Of the entries below, return exactly those lines that fall between the one containing "the shell reflection" and the one containing "car window, one", the two end lines included.

[[ MATERIAL FOR THIS EXERCISE, beginning ]]

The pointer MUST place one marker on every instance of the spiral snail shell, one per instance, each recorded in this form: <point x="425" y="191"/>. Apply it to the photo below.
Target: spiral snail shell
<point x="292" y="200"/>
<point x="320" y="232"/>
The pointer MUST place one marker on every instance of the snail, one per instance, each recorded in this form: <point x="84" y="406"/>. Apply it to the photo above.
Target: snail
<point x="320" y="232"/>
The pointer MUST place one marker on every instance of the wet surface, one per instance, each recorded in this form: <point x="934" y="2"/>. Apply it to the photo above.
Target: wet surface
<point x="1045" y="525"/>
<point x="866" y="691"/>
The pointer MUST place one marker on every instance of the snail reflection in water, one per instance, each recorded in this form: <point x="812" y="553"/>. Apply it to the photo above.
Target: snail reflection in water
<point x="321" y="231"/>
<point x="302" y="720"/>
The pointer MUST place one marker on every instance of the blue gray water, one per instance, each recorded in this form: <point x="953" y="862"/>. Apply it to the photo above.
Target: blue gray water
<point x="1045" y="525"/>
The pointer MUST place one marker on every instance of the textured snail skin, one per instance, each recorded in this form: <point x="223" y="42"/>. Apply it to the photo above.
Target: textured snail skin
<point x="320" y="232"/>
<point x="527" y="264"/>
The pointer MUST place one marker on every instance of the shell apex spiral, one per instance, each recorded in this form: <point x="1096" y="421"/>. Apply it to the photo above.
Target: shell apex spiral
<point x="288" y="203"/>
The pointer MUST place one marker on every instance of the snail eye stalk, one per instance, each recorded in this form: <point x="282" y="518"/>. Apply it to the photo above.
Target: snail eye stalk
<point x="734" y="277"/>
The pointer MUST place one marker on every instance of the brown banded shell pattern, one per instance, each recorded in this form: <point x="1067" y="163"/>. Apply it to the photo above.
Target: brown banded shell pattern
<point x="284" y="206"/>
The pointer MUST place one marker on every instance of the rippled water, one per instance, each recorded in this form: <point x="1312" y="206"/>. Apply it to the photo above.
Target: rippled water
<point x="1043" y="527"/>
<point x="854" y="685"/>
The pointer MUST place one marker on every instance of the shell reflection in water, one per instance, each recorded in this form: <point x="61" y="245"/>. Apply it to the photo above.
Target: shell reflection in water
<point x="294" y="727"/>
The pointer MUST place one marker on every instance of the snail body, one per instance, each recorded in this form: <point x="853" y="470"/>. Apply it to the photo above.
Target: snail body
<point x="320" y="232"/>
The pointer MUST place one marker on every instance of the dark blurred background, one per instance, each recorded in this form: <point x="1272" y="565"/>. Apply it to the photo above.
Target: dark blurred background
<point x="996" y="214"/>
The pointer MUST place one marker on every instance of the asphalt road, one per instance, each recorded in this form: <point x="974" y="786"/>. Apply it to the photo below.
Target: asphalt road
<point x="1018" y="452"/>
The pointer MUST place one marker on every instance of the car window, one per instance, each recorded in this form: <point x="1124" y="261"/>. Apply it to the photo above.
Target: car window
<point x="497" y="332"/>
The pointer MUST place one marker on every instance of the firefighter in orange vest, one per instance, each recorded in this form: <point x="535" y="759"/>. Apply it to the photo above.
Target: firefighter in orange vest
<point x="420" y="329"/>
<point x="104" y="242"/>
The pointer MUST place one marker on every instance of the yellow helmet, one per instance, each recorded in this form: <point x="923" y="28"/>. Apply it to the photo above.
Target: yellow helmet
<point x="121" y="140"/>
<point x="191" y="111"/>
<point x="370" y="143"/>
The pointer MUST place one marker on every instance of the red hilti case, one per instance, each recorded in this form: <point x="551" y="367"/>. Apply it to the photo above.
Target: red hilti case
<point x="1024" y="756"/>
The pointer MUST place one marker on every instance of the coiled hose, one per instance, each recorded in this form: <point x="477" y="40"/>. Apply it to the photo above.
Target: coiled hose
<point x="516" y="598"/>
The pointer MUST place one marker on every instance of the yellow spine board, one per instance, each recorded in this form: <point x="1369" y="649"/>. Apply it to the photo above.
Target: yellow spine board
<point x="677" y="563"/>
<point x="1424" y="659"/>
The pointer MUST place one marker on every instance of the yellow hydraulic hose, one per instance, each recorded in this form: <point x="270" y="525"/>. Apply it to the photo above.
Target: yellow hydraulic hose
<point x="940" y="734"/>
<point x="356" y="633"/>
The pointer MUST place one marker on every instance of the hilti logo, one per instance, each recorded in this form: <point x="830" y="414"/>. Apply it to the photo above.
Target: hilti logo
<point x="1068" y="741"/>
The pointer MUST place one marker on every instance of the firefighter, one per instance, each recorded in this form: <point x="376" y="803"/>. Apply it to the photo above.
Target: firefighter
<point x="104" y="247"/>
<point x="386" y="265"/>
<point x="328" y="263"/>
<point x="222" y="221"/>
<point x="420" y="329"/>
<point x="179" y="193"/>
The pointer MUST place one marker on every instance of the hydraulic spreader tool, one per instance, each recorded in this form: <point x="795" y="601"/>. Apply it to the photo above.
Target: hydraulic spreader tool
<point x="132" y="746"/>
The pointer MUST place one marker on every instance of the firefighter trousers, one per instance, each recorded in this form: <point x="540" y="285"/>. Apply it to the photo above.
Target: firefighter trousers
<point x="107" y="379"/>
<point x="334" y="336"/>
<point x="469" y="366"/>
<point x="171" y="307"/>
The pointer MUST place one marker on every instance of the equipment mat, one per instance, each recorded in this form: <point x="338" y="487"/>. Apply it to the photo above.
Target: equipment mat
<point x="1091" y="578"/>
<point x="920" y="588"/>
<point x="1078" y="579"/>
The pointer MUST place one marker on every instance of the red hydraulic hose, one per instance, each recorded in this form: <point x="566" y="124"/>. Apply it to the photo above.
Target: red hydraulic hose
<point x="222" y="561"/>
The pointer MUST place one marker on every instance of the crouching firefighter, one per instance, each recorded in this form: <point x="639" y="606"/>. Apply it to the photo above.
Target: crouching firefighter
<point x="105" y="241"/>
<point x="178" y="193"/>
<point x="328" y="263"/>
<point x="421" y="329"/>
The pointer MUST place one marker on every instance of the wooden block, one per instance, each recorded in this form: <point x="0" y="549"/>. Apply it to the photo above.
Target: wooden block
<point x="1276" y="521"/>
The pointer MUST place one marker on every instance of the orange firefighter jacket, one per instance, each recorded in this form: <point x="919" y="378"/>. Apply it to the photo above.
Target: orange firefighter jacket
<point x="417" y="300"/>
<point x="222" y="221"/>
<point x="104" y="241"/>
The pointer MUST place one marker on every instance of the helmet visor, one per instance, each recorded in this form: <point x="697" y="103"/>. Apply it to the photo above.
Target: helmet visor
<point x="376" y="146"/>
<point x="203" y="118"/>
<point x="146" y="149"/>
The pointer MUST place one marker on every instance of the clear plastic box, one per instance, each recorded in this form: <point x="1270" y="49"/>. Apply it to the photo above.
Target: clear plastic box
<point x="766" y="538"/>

[[ MATERIAL FOR THIS EXERCISE, end ]]

## RESPONSE FOR THIS EXERCISE
The pointer MUST place one marker on every instance of the shell reflection in water, one per instance, each recorded in this form: <point x="61" y="245"/>. Apply it to the photo above.
Target: shell reflection in water
<point x="294" y="727"/>
The pointer MUST place one marker on every instance of the snail body, one per instance, each recorded in this form: <point x="853" y="470"/>. Apply it to the photo above.
Target: snail body
<point x="320" y="232"/>
The pointer MUST place one marker on every instance of the dark blurred background, one per instance, each recorded in this form: <point x="1272" y="565"/>. Apply it to the photo above.
Target: dark blurred background
<point x="996" y="214"/>
The pointer MUST place one marker on every instance of the asphalt road, one per instance, each recorded in this form: <point x="974" y="786"/>. Apply it to the photo below.
Target: asphalt road
<point x="1018" y="452"/>
The pointer MUST place one marker on every instance of the car window, one per instance, each recorded in this form: <point x="1124" y="261"/>. Apply it to the photo above.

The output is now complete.